— What to produce —
Render the items below as a JSON list of strings, one string per line, starting at the line that contains "[locate] the street" and continuing up to and including the last line of the items. Leave out any blank lines.
***** Supplied material *****
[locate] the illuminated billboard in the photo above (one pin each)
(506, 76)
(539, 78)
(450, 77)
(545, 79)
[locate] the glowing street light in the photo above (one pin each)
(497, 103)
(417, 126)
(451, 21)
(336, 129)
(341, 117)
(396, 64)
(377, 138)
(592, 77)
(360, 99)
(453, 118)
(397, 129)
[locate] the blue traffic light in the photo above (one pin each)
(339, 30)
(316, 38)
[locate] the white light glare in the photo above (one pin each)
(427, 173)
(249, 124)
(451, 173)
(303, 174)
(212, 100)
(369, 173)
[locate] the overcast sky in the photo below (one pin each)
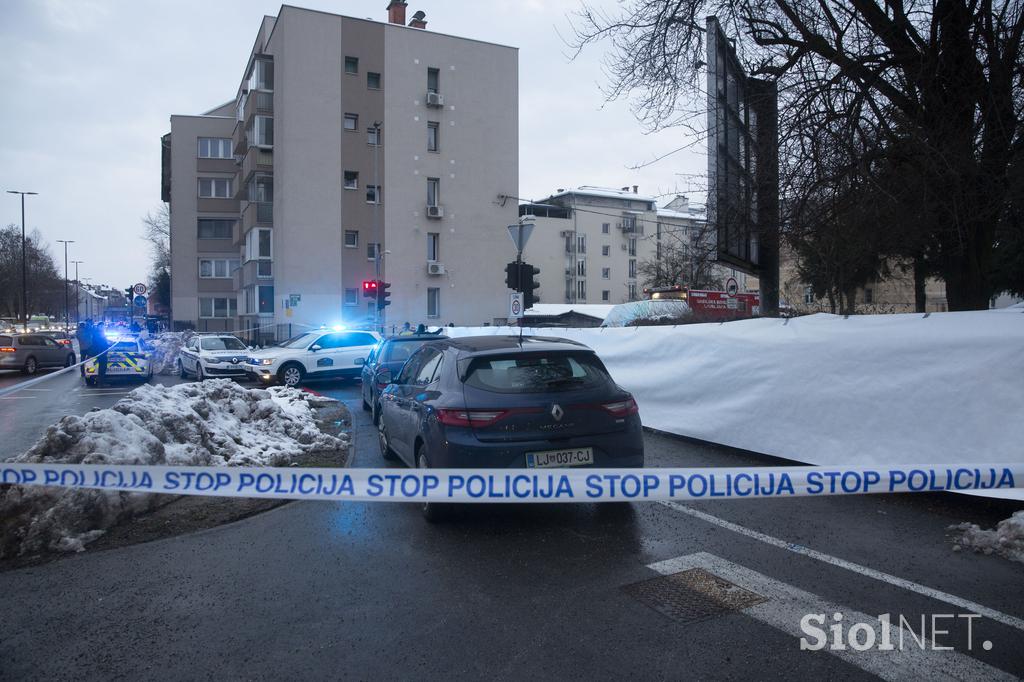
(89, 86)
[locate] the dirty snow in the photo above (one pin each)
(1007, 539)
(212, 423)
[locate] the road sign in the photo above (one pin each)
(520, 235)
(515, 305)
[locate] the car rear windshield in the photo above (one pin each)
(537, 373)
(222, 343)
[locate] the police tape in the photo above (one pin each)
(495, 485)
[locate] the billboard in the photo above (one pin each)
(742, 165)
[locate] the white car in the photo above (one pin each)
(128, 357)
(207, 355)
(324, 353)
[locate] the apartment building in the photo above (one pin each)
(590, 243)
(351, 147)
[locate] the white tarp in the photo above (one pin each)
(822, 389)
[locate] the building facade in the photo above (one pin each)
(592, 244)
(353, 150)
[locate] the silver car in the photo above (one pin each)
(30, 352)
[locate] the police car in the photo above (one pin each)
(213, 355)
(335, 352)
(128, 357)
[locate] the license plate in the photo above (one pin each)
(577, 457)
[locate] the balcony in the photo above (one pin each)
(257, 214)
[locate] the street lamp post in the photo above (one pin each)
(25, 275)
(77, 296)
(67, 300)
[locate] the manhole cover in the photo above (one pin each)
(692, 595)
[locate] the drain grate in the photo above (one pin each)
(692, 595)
*****
— Task response —
[
  "[locate] the street lamp post in the photo above (one pin each)",
  "(25, 275)",
  "(77, 296)",
  "(67, 300)",
  "[locate] the manhole cover in the photo above (one pin each)",
  "(692, 595)",
  "[locate] the drain grate in the photo above (one pin each)",
  "(692, 595)"
]